| Provided records |
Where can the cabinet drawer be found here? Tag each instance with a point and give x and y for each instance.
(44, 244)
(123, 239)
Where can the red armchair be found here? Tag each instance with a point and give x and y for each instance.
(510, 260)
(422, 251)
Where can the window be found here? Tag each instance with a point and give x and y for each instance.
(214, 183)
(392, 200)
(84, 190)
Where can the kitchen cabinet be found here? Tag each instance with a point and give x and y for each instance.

| Objective |
Copy out every line of the records above in full, and offset each x and y coordinate in the answers by adding 40 to it.

| Response |
Where can the cabinet drawer be found here? Tag each instance with a point and give x and y for each instance.
(84, 284)
(163, 279)
Where can the red armchair be found here? Tag each instance with a point and give x and y for each instance.
(550, 300)
(462, 291)
Where can the window be found here? Tag each instance with a point and give x and y for each instance.
(254, 223)
(432, 240)
(124, 230)
Where can the kitchen cabinet be found here? Tag each instance with a point and give x and y for each instance.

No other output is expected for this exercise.